Extracted records
— Begin —
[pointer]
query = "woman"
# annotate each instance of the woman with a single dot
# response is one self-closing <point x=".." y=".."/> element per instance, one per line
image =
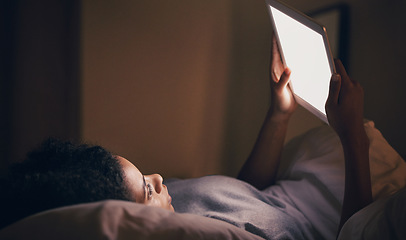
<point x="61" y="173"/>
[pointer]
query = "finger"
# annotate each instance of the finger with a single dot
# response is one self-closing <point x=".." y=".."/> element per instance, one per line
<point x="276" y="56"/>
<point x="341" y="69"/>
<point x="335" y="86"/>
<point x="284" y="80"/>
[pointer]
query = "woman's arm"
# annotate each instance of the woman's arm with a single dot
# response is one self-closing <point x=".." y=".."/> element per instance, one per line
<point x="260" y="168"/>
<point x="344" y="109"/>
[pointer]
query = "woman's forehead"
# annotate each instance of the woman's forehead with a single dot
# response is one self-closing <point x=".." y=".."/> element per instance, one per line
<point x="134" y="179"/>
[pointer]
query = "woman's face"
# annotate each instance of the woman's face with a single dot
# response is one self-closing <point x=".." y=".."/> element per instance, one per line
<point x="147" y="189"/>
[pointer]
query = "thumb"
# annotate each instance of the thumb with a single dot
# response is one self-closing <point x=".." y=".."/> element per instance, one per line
— End —
— Begin —
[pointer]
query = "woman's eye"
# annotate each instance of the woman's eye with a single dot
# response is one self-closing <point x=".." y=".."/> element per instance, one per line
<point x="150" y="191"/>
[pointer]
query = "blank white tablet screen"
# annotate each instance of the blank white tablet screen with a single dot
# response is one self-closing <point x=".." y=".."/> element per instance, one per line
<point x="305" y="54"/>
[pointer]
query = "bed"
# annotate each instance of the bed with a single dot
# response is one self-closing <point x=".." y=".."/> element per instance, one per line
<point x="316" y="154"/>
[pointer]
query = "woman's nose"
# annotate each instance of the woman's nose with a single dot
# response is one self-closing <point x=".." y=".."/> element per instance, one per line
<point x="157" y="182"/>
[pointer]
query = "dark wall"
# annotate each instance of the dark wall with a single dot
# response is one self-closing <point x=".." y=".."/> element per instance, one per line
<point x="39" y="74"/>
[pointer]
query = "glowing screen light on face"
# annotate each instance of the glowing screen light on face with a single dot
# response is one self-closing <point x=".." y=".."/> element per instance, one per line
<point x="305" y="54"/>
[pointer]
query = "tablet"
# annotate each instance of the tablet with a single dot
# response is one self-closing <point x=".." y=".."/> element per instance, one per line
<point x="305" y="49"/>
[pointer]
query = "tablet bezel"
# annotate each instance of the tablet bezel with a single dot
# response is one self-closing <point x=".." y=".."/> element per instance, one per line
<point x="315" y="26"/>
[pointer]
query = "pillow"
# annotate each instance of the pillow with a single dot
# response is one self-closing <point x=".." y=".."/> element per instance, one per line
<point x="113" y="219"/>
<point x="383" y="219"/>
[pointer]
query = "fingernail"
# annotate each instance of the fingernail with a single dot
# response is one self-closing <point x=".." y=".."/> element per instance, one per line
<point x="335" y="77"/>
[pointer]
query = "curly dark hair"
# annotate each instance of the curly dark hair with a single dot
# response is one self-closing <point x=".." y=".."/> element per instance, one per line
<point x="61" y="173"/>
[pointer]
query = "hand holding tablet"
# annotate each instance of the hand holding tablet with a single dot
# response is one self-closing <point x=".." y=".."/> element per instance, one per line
— End —
Please list every line in the extracted records that contains the word "forehead", matching case exactly.

### Problem solution
query = "woman's forehead"
# annotate each instance of the woman's forehead with a single dot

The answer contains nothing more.